====== Dataset records ======

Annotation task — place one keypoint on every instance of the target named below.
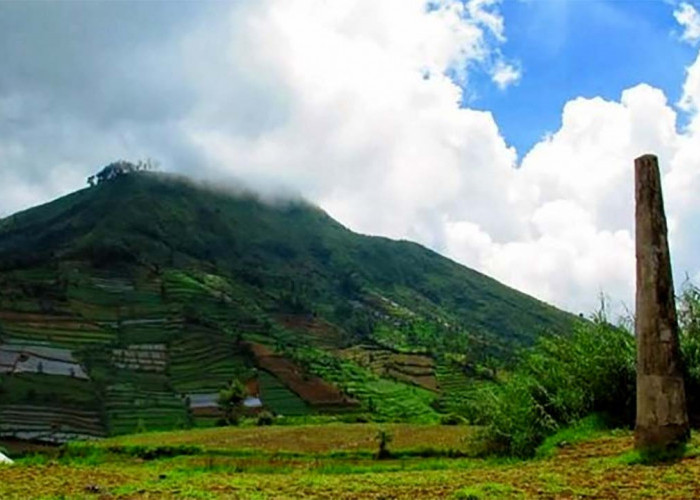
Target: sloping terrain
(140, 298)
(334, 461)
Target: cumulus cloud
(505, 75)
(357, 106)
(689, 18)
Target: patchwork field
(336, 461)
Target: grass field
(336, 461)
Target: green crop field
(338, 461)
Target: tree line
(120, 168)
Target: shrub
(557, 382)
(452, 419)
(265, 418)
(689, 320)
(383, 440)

======
====== Dataset records ======

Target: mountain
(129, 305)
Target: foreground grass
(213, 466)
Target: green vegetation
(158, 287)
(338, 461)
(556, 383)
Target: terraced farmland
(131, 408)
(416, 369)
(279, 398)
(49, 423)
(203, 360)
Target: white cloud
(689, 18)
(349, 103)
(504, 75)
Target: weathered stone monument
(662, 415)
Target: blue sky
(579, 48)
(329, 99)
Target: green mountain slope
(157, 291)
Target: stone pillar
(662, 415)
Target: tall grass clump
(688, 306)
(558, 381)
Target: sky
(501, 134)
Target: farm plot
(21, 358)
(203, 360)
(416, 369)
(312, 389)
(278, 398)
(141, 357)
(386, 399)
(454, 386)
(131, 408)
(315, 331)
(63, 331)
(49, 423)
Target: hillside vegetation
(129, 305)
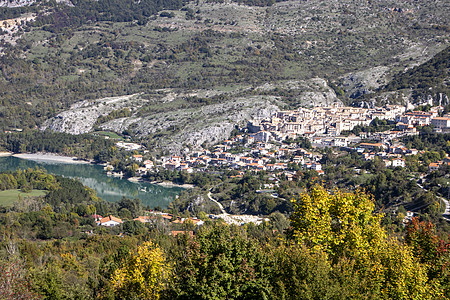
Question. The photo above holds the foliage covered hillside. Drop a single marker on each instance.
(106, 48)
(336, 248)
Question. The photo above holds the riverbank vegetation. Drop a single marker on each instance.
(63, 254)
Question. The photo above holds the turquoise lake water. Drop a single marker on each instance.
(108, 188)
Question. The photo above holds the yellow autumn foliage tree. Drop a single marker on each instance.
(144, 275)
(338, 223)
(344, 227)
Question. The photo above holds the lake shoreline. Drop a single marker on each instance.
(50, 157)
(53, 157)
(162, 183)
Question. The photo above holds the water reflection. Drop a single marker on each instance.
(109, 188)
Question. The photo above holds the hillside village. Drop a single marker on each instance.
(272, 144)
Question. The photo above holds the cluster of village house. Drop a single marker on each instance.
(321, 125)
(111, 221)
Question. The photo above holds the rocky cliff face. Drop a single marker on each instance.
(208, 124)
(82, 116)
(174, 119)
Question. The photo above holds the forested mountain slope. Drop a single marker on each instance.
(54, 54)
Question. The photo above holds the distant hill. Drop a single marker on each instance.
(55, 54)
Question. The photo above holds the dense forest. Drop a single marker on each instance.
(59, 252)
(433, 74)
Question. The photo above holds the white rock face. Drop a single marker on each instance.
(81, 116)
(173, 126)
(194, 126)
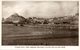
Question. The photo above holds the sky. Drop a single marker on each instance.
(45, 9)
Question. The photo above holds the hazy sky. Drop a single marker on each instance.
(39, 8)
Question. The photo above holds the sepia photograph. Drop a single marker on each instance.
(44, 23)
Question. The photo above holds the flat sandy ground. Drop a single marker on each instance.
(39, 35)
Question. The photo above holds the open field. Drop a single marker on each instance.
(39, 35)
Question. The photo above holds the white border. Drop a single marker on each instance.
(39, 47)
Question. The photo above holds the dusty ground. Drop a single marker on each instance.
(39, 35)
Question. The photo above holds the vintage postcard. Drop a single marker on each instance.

======
====== Dataset records ======

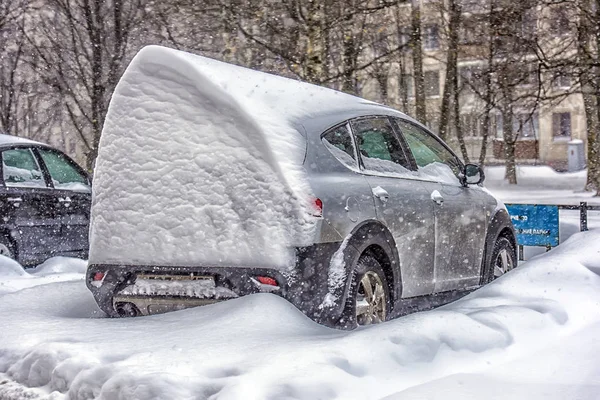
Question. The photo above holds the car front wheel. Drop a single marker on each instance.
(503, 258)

======

In the entries above, please find the line with "Question. The photo above holds the white border." and the line with "Question. The photo above holds the vintage", then write out exactly those two lines and every line between them, and nothing more.

Question. The photo above holds the white border. Drop a single marker on each instance.
(39, 47)
Question. The photo above holds the dusty ground. Drop a single marker on each instance.
(39, 35)
Question. The photo above holds the vintage postcard. Drop a single marker on each instance.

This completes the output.